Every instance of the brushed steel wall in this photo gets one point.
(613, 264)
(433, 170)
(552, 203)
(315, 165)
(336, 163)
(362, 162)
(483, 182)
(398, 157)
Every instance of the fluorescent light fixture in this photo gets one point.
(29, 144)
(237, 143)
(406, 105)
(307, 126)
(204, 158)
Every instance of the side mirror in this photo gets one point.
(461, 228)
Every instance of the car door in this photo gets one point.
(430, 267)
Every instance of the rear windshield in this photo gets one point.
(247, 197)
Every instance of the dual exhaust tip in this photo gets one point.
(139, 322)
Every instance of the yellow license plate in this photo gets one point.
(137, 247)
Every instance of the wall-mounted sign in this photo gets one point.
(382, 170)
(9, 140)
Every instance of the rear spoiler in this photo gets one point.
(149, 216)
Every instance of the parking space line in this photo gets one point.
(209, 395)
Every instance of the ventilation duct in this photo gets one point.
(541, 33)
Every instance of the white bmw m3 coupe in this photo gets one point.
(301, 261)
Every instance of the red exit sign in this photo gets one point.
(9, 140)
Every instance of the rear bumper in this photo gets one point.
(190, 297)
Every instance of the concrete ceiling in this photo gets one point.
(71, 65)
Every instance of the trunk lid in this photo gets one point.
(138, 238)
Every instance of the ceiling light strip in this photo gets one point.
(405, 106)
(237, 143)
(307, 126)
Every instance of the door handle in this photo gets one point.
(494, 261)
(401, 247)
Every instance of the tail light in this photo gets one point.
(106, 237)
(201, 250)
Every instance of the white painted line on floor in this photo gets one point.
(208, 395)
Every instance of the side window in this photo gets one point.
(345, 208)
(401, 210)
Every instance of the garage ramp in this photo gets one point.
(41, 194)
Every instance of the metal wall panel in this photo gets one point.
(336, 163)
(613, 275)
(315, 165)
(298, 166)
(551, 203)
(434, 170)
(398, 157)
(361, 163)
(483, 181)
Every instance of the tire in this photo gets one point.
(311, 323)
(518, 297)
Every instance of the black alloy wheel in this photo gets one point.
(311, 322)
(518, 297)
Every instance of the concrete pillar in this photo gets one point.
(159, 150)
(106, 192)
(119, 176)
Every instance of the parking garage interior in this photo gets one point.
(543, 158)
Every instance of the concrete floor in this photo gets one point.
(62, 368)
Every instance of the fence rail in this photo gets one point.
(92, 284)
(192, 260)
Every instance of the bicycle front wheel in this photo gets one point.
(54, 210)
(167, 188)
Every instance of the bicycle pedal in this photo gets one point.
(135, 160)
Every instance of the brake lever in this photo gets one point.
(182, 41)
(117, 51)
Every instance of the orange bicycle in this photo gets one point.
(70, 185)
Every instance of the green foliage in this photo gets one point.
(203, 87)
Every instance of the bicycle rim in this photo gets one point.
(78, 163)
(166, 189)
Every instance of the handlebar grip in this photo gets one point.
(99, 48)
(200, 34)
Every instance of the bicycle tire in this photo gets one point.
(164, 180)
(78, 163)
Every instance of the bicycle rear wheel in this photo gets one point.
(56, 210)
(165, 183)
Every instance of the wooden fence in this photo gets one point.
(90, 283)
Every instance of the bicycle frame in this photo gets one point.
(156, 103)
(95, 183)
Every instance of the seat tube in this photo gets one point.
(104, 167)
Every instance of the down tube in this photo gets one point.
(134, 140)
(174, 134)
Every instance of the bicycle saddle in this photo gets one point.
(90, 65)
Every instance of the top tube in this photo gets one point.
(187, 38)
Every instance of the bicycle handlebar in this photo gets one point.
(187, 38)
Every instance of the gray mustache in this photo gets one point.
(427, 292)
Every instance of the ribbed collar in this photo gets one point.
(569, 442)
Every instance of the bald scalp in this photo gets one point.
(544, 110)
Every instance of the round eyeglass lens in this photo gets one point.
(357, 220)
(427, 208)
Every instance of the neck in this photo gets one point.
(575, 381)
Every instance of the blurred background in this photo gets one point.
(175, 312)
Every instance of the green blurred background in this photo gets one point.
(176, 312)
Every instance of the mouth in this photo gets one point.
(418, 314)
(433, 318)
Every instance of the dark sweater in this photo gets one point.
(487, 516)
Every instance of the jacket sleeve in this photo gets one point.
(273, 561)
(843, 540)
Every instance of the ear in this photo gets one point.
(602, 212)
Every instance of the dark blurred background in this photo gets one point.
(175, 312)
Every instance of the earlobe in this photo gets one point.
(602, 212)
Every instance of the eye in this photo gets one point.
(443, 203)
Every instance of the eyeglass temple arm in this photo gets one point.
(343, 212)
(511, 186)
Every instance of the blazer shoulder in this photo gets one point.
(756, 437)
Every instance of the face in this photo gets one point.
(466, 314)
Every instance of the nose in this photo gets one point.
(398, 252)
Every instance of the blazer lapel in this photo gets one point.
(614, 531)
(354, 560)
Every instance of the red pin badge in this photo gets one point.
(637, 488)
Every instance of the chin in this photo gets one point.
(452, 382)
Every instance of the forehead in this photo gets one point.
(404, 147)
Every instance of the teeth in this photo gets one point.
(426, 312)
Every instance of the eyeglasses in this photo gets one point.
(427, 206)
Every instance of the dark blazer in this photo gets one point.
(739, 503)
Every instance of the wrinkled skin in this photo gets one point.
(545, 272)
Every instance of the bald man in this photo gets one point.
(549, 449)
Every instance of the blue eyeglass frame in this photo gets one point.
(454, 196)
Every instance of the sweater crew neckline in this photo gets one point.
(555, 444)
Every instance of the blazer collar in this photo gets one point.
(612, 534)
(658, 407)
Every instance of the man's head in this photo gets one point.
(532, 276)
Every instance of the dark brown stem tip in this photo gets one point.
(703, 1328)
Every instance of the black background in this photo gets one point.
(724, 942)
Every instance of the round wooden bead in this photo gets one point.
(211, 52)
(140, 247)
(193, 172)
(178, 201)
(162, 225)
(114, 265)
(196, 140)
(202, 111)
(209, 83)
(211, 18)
◇ ◇ ◇ ◇
● What the exercise asks:
Please lay out every line of the data above as a Markdown table with two columns, Row and Content, giving each line a number under Row and the line itself under Content. Leave out blank lines.

● In response:
| Row | Content |
|---|---|
| 1 | Every instance of the brushed steel wall in this photo gets one point. |
| 2 | (613, 264) |
| 3 | (433, 170) |
| 4 | (552, 203) |
| 5 | (315, 165) |
| 6 | (336, 163) |
| 7 | (362, 162) |
| 8 | (483, 182) |
| 9 | (398, 157) |
| 10 | Every instance of the fluorescent light fixture in this photo gets one point. |
| 11 | (29, 144) |
| 12 | (237, 143) |
| 13 | (406, 105) |
| 14 | (307, 126) |
| 15 | (204, 158) |
| 16 | Every instance of the side mirror in this photo gets one point. |
| 17 | (461, 228) |
| 18 | Every instance of the car door in this photo gets one point. |
| 19 | (430, 267) |
| 20 | Every instance of the rear windshield in this photo gets one point. |
| 21 | (247, 197) |
| 22 | Every instance of the dual exhaust tip in this photo gets one point. |
| 23 | (139, 322) |
| 24 | Every instance of the yellow license plate in this photo gets one point. |
| 25 | (137, 247) |
| 26 | Every instance of the wall-mounted sign in this photo gets one point. |
| 27 | (382, 170) |
| 28 | (9, 140) |
| 29 | Every instance of the rear spoiler in this photo gets one point. |
| 30 | (149, 216) |
| 31 | Every instance of the parking space line in this photo gets one point. |
| 32 | (209, 395) |
| 33 | Every instance of the ventilation duct in this photo gets one point. |
| 34 | (541, 33) |
| 35 | Every instance of the white bmw m3 coupe in this photo gets one point. |
| 36 | (301, 261) |
| 37 | Every instance of the red exit sign in this photo gets one point. |
| 38 | (9, 140) |
| 39 | Every instance of the rear bumper in this photo gets one point. |
| 40 | (190, 297) |
| 41 | Every instance of the concrete ceiling in this photo gets one point. |
| 42 | (71, 65) |
| 43 | Every instance of the trunk lid in this photo gets one point. |
| 44 | (138, 238) |
| 45 | Every instance of the ceiling light strip in this photo gets one point. |
| 46 | (405, 106) |
| 47 | (237, 143) |
| 48 | (307, 126) |
| 49 | Every instance of the door handle in this photo gets one point. |
| 50 | (494, 261) |
| 51 | (401, 247) |
| 52 | Every instance of the tail light in this photo gets one point. |
| 53 | (106, 237) |
| 54 | (201, 250) |
| 55 | Every instance of the white painted line on floor in this photo gets one point. |
| 56 | (208, 395) |
| 57 | Every instance of the side window in this photo gets one point. |
| 58 | (345, 208) |
| 59 | (401, 210) |
| 60 | Every instance of the garage ramp in this photo gets one point. |
| 61 | (41, 194) |
| 62 | Every instance of the metal wall panel in this photo gets one point. |
| 63 | (336, 163) |
| 64 | (613, 275) |
| 65 | (315, 165) |
| 66 | (298, 166) |
| 67 | (551, 203) |
| 68 | (434, 170) |
| 69 | (398, 157) |
| 70 | (361, 163) |
| 71 | (483, 181) |
| 72 | Every instance of the tire in this photo gets one point. |
| 73 | (311, 323) |
| 74 | (518, 297) |
| 75 | Every instance of the black alloy wheel in this photo gets one point. |
| 76 | (311, 322) |
| 77 | (518, 297) |
| 78 | Every instance of the concrete pillar in this photo gets one point. |
| 79 | (159, 150) |
| 80 | (106, 192) |
| 81 | (119, 176) |
| 82 | Every instance of the parking garage interior in this photo gets one point. |
| 83 | (543, 158) |
| 84 | Every instance of the concrete floor in this photo gets one point. |
| 85 | (62, 368) |
| 86 | Every instance of the fence rail in this photo gets one point. |
| 87 | (92, 284) |
| 88 | (192, 260) |
| 89 | Every instance of the bicycle front wheel in this photo gets one point. |
| 90 | (54, 210) |
| 91 | (167, 188) |
| 92 | Every instance of the bicycle pedal in this photo gets one point. |
| 93 | (135, 160) |
| 94 | Every instance of the brake lever in this photo gets one point. |
| 95 | (182, 41) |
| 96 | (117, 51) |
| 97 | Every instance of the orange bicycle in this photo gets one point. |
| 98 | (70, 185) |
| 99 | Every instance of the green foliage in this photo gets one point. |
| 100 | (203, 87) |
| 101 | Every instance of the bicycle rim in this photo gets one point. |
| 102 | (78, 163) |
| 103 | (166, 189) |
| 104 | Every instance of the handlebar grip in this photo gets one point. |
| 105 | (99, 48) |
| 106 | (200, 34) |
| 107 | Every instance of the bicycle tire in this photo gets one point. |
| 108 | (164, 180) |
| 109 | (78, 163) |
| 110 | Every instance of the bicycle rear wheel in this photo gets one point. |
| 111 | (56, 210) |
| 112 | (165, 183) |
| 113 | Every instance of the wooden fence in this photo gets one point. |
| 114 | (90, 283) |
| 115 | Every instance of the bicycle frame in this photo gets one point. |
| 116 | (156, 103) |
| 117 | (95, 183) |
| 118 | Every instance of the seat tube in this photo gets one point. |
| 119 | (104, 167) |
| 120 | Every instance of the down tube in this photo gets one point. |
| 121 | (134, 140) |
| 122 | (174, 134) |
| 123 | Every instance of the bicycle saddle in this photo gets one point. |
| 124 | (90, 65) |
| 125 | Every instance of the top tube in this photo gets one point. |
| 126 | (187, 38) |
| 127 | Every instance of the bicycle handlebar in this photo gets one point. |
| 128 | (187, 38) |
| 129 | Every instance of the gray mustache in this photo gets one point. |
| 130 | (427, 292) |
| 131 | Every instance of the ribbed collar in this photo gets one point. |
| 132 | (569, 442) |
| 133 | Every instance of the bald scalp in this photo gets one point. |
| 134 | (544, 110) |
| 135 | Every instance of the round eyeglass lens in this photo gets one point. |
| 136 | (357, 220) |
| 137 | (427, 208) |
| 138 | Every instance of the neck in this photo gets one point. |
| 139 | (575, 381) |
| 140 | Every instance of the blurred background in this photo gets one point. |
| 141 | (175, 312) |
| 142 | Every instance of the green blurred background in this photo gets one point. |
| 143 | (176, 312) |
| 144 | Every instance of the mouth in this photo gets one point. |
| 145 | (418, 314) |
| 146 | (433, 318) |
| 147 | Every instance of the dark sweater in this photo gets one point. |
| 148 | (487, 516) |
| 149 | Every instance of the jacket sleeve in this photo gets one point. |
| 150 | (273, 561) |
| 151 | (843, 540) |
| 152 | Every instance of the ear in this photo gets one point. |
| 153 | (602, 212) |
| 154 | Every instance of the dark blurred background in this photo gets one point. |
| 155 | (175, 312) |
| 156 | Every instance of the earlobe in this photo gets one point. |
| 157 | (602, 212) |
| 158 | Every instance of the eye in this photo gets one point. |
| 159 | (443, 203) |
| 160 | Every instance of the eyeglass temple arm in this photo gets one point. |
| 161 | (343, 212) |
| 162 | (511, 186) |
| 163 | Every instance of the blazer shoulder in this photo gets one point. |
| 164 | (756, 437) |
| 165 | Every instance of the face in this photo gets one point. |
| 166 | (466, 314) |
| 167 | Every instance of the nose in this photo gets one point. |
| 168 | (398, 252) |
| 169 | Every instance of the blazer lapel in this photo gets one point. |
| 170 | (614, 531) |
| 171 | (354, 560) |
| 172 | Every instance of the red pin badge in this photo gets one point. |
| 173 | (637, 488) |
| 174 | Every instance of the chin in this photo gets one point. |
| 175 | (452, 382) |
| 176 | Every instance of the forehead in this photo gets one point. |
| 177 | (404, 147) |
| 178 | Every instance of the teeth in this photo gets one point. |
| 179 | (426, 312) |
| 180 | Every instance of the eyeglasses in this photo gets one point. |
| 181 | (427, 206) |
| 182 | Every instance of the dark blazer in this photo gets one point. |
| 183 | (739, 503) |
| 184 | Every instance of the wrinkled skin in this photo gets one point. |
| 185 | (545, 272) |
| 186 | Every instance of the bald man in this photo gets one point. |
| 187 | (549, 449) |
| 188 | Every instance of the blue eyeglass frame in this photo gets one point. |
| 189 | (454, 196) |
| 190 | Every instance of the sweater crew neckline in this photo gets one point. |
| 191 | (555, 444) |
| 192 | Every instance of the blazer collar in this photo gets one point. |
| 193 | (612, 534) |
| 194 | (658, 407) |
| 195 | Every instance of the man's head in this photo gets one point. |
| 196 | (532, 276) |
| 197 | Every instance of the dark brown stem tip in this photo gets one point. |
| 198 | (703, 1328) |
| 199 | Every instance of the black background in this photo gets one point. |
| 200 | (724, 942) |
| 201 | Every instance of the round wooden bead in this photo gets one point. |
| 202 | (211, 52) |
| 203 | (140, 247) |
| 204 | (193, 172) |
| 205 | (178, 201) |
| 206 | (162, 225) |
| 207 | (114, 265) |
| 208 | (196, 140) |
| 209 | (202, 111) |
| 210 | (209, 83) |
| 211 | (211, 18) |